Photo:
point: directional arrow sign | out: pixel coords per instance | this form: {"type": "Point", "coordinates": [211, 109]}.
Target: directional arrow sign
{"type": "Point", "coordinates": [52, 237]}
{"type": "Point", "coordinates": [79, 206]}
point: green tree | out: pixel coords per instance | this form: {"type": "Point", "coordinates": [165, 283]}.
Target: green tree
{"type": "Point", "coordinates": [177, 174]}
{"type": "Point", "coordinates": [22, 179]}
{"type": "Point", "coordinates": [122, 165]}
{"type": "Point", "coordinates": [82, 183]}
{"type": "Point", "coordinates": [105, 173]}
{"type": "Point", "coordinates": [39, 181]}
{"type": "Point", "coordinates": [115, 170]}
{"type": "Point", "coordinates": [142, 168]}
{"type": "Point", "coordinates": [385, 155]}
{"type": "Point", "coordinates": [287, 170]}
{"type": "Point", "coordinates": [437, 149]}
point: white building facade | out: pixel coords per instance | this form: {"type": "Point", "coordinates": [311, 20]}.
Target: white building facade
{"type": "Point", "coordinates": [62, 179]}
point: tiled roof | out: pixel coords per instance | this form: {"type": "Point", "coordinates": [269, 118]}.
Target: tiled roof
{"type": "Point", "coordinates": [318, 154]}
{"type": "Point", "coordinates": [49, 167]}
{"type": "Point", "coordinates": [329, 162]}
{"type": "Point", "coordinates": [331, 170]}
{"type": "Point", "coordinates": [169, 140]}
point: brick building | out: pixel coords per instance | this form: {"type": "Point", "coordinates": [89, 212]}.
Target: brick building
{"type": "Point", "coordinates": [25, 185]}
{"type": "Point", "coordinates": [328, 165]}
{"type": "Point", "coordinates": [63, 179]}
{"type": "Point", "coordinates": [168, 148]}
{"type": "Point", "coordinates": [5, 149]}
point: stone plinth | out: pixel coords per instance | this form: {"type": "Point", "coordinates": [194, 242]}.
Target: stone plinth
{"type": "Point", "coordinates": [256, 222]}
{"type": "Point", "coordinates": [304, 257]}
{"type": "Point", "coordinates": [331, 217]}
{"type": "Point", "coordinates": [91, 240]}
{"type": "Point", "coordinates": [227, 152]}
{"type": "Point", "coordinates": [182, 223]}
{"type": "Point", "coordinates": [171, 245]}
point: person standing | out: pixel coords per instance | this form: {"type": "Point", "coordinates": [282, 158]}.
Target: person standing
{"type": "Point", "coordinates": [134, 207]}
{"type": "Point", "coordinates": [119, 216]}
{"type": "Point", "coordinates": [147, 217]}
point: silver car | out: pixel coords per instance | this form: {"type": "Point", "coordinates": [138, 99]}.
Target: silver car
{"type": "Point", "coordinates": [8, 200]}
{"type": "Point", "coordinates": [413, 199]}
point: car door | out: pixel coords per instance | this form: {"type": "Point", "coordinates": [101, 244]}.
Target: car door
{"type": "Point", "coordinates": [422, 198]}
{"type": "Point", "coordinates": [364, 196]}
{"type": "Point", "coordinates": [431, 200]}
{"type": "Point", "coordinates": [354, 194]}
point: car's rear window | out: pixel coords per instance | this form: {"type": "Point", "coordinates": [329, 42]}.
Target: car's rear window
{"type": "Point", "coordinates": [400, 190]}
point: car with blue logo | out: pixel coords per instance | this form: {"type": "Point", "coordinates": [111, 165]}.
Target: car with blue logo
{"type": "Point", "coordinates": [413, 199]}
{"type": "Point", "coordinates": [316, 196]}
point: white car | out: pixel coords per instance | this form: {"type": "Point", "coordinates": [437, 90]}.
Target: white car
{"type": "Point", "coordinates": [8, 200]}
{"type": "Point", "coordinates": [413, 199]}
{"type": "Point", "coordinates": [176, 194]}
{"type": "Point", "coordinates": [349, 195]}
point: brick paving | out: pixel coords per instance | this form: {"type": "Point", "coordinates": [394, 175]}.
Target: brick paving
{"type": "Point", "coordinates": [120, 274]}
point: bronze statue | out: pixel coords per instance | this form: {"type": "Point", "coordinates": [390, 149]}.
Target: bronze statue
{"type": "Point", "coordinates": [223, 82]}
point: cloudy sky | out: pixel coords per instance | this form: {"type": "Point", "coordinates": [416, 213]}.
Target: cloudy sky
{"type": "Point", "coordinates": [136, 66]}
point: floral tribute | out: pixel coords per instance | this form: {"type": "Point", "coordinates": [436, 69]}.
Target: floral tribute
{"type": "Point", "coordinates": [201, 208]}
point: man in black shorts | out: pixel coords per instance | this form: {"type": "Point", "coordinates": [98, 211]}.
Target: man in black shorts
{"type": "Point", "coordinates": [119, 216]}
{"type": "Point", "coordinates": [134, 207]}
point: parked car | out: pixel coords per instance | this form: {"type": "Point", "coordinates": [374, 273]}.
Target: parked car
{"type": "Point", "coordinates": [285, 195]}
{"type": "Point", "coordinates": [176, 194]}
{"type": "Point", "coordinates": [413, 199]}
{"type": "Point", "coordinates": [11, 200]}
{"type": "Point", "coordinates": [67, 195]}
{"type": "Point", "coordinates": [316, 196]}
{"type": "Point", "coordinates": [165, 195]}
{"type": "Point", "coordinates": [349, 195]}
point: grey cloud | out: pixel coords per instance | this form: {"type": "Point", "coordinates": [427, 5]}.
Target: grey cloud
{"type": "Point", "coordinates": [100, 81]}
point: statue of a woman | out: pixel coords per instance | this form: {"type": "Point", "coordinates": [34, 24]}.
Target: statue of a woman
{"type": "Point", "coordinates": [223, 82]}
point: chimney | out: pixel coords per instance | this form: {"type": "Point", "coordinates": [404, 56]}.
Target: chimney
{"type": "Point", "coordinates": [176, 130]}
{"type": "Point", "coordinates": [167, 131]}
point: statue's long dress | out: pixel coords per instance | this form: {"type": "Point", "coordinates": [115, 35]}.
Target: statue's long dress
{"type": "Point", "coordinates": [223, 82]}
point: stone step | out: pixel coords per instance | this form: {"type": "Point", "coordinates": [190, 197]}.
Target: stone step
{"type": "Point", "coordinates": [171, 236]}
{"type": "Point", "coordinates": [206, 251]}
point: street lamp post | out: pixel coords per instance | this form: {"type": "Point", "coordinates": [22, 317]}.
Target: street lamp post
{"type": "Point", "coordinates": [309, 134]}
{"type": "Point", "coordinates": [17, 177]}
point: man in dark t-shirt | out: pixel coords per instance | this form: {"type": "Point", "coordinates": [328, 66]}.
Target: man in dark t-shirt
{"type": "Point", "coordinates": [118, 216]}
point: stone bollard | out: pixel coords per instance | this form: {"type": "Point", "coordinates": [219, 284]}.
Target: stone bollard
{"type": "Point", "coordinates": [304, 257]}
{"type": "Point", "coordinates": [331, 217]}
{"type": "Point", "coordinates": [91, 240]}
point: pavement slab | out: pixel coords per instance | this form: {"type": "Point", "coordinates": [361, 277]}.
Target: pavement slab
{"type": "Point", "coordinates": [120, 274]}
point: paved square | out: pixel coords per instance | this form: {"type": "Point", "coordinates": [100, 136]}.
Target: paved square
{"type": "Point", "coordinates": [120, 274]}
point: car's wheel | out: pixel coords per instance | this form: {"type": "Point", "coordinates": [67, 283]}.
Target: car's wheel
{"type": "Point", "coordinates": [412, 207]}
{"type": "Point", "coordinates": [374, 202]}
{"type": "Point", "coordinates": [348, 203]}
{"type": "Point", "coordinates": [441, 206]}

* _OBJECTIVE_
Rewrite the data above with "pixel coords" switched to "pixel coordinates" wherever it occurs, leaving every other line unchanged.

* _ANSWER TO THIS PROBLEM_
Photo:
point: directional arrow sign | out: pixel coordinates per instance | this form: {"type": "Point", "coordinates": [211, 109]}.
Target: directional arrow sign
{"type": "Point", "coordinates": [52, 237]}
{"type": "Point", "coordinates": [79, 206]}
point: green tree | out: pixel coordinates per instance | this form: {"type": "Point", "coordinates": [165, 283]}.
Target: green tree
{"type": "Point", "coordinates": [177, 174]}
{"type": "Point", "coordinates": [22, 179]}
{"type": "Point", "coordinates": [122, 165]}
{"type": "Point", "coordinates": [82, 183]}
{"type": "Point", "coordinates": [105, 173]}
{"type": "Point", "coordinates": [39, 181]}
{"type": "Point", "coordinates": [115, 170]}
{"type": "Point", "coordinates": [142, 168]}
{"type": "Point", "coordinates": [385, 155]}
{"type": "Point", "coordinates": [287, 170]}
{"type": "Point", "coordinates": [437, 149]}
point: white building facade | out: pixel coordinates per instance | this form: {"type": "Point", "coordinates": [311, 20]}.
Target: white building facade
{"type": "Point", "coordinates": [62, 179]}
point: tiled roof | out: pixel coordinates per instance | this form: {"type": "Point", "coordinates": [269, 118]}.
Target: tiled roof
{"type": "Point", "coordinates": [318, 154]}
{"type": "Point", "coordinates": [49, 167]}
{"type": "Point", "coordinates": [329, 162]}
{"type": "Point", "coordinates": [331, 170]}
{"type": "Point", "coordinates": [169, 140]}
point: brick building | out: pixel coordinates per instance | this form: {"type": "Point", "coordinates": [89, 212]}.
Target: brick building
{"type": "Point", "coordinates": [25, 185]}
{"type": "Point", "coordinates": [328, 165]}
{"type": "Point", "coordinates": [63, 179]}
{"type": "Point", "coordinates": [168, 148]}
{"type": "Point", "coordinates": [5, 149]}
point: stone plinth | out: pixel coordinates per instance | this form: {"type": "Point", "coordinates": [194, 242]}.
Target: stone plinth
{"type": "Point", "coordinates": [256, 222]}
{"type": "Point", "coordinates": [304, 257]}
{"type": "Point", "coordinates": [331, 217]}
{"type": "Point", "coordinates": [91, 240]}
{"type": "Point", "coordinates": [227, 152]}
{"type": "Point", "coordinates": [182, 223]}
{"type": "Point", "coordinates": [171, 245]}
point: person standing | out: pixel coordinates per instance | this form: {"type": "Point", "coordinates": [282, 158]}.
Target: person standing
{"type": "Point", "coordinates": [134, 207]}
{"type": "Point", "coordinates": [119, 216]}
{"type": "Point", "coordinates": [147, 217]}
point: silver car | out: pixel coordinates per instance | this form: {"type": "Point", "coordinates": [138, 99]}.
Target: silver car
{"type": "Point", "coordinates": [8, 200]}
{"type": "Point", "coordinates": [413, 199]}
point: car door | out: pixel coordinates per instance | this form: {"type": "Point", "coordinates": [101, 244]}.
Target: car door
{"type": "Point", "coordinates": [422, 198]}
{"type": "Point", "coordinates": [364, 196]}
{"type": "Point", "coordinates": [431, 200]}
{"type": "Point", "coordinates": [354, 194]}
point: car's rear window | out: pixel coordinates per instance | this form: {"type": "Point", "coordinates": [329, 42]}.
Target: car's rear window
{"type": "Point", "coordinates": [400, 190]}
point: car with blue logo | out: pixel coordinates per instance | this form: {"type": "Point", "coordinates": [111, 165]}.
Target: car with blue logo
{"type": "Point", "coordinates": [413, 199]}
{"type": "Point", "coordinates": [316, 196]}
point: white car | out: pixel coordinates per instance | this form: {"type": "Point", "coordinates": [437, 90]}.
Target: white car
{"type": "Point", "coordinates": [8, 200]}
{"type": "Point", "coordinates": [413, 199]}
{"type": "Point", "coordinates": [176, 194]}
{"type": "Point", "coordinates": [349, 195]}
point: brick paving | out: pixel coordinates per instance | this form: {"type": "Point", "coordinates": [394, 175]}.
Target: brick paving
{"type": "Point", "coordinates": [120, 274]}
point: bronze statue | out: pixel coordinates per instance | this form: {"type": "Point", "coordinates": [390, 149]}.
Target: bronze statue
{"type": "Point", "coordinates": [223, 82]}
point: cloudy sky | out: pixel coordinates per instance | this form: {"type": "Point", "coordinates": [416, 213]}.
Target: cloudy sky
{"type": "Point", "coordinates": [136, 66]}
point: floral tribute | out: pixel coordinates per instance | this form: {"type": "Point", "coordinates": [436, 69]}.
Target: floral tribute
{"type": "Point", "coordinates": [201, 208]}
point: man in black shorts | out: pixel coordinates per instance | this form: {"type": "Point", "coordinates": [98, 211]}.
Target: man in black shorts
{"type": "Point", "coordinates": [119, 216]}
{"type": "Point", "coordinates": [134, 207]}
point: parked car | out: pixel coordinates per instance | this form: {"type": "Point", "coordinates": [374, 273]}.
Target: parked car
{"type": "Point", "coordinates": [285, 195]}
{"type": "Point", "coordinates": [176, 194]}
{"type": "Point", "coordinates": [413, 199]}
{"type": "Point", "coordinates": [11, 200]}
{"type": "Point", "coordinates": [67, 195]}
{"type": "Point", "coordinates": [316, 196]}
{"type": "Point", "coordinates": [165, 195]}
{"type": "Point", "coordinates": [349, 195]}
point: grey cloud | out: pixel coordinates per instance | this form: {"type": "Point", "coordinates": [427, 5]}.
Target: grey cloud
{"type": "Point", "coordinates": [100, 81]}
point: statue of a woman | out: pixel coordinates per instance | this form: {"type": "Point", "coordinates": [34, 24]}.
Target: statue of a woman
{"type": "Point", "coordinates": [223, 82]}
point: chimney | out: pixel coordinates per instance | this form: {"type": "Point", "coordinates": [404, 56]}.
Target: chimney
{"type": "Point", "coordinates": [176, 130]}
{"type": "Point", "coordinates": [167, 131]}
point: statue's long dress | out: pixel coordinates per instance | this form: {"type": "Point", "coordinates": [115, 35]}.
Target: statue's long dress
{"type": "Point", "coordinates": [223, 82]}
point: stone step | out: pixel coordinates per instance | this form: {"type": "Point", "coordinates": [190, 197]}.
Target: stone step
{"type": "Point", "coordinates": [171, 236]}
{"type": "Point", "coordinates": [206, 251]}
point: street lamp post | out: pixel coordinates per instance | this form: {"type": "Point", "coordinates": [22, 317]}.
Target: street lamp post
{"type": "Point", "coordinates": [309, 134]}
{"type": "Point", "coordinates": [17, 177]}
point: man in dark t-shirt | out: pixel coordinates per instance | this form: {"type": "Point", "coordinates": [328, 66]}.
Target: man in dark t-shirt
{"type": "Point", "coordinates": [118, 216]}
point: stone bollard | out: pixel coordinates per instance | this form: {"type": "Point", "coordinates": [219, 284]}.
Target: stone bollard
{"type": "Point", "coordinates": [304, 257]}
{"type": "Point", "coordinates": [331, 217]}
{"type": "Point", "coordinates": [91, 240]}
point: pavement slab | out: pixel coordinates per instance | this form: {"type": "Point", "coordinates": [361, 277]}.
Target: pavement slab
{"type": "Point", "coordinates": [120, 274]}
point: paved square | out: pixel coordinates per instance | this form: {"type": "Point", "coordinates": [100, 136]}.
Target: paved square
{"type": "Point", "coordinates": [120, 274]}
point: car's wheel | out: pixel coordinates per instance | this form: {"type": "Point", "coordinates": [67, 283]}.
Target: car's wheel
{"type": "Point", "coordinates": [412, 207]}
{"type": "Point", "coordinates": [374, 202]}
{"type": "Point", "coordinates": [348, 203]}
{"type": "Point", "coordinates": [441, 206]}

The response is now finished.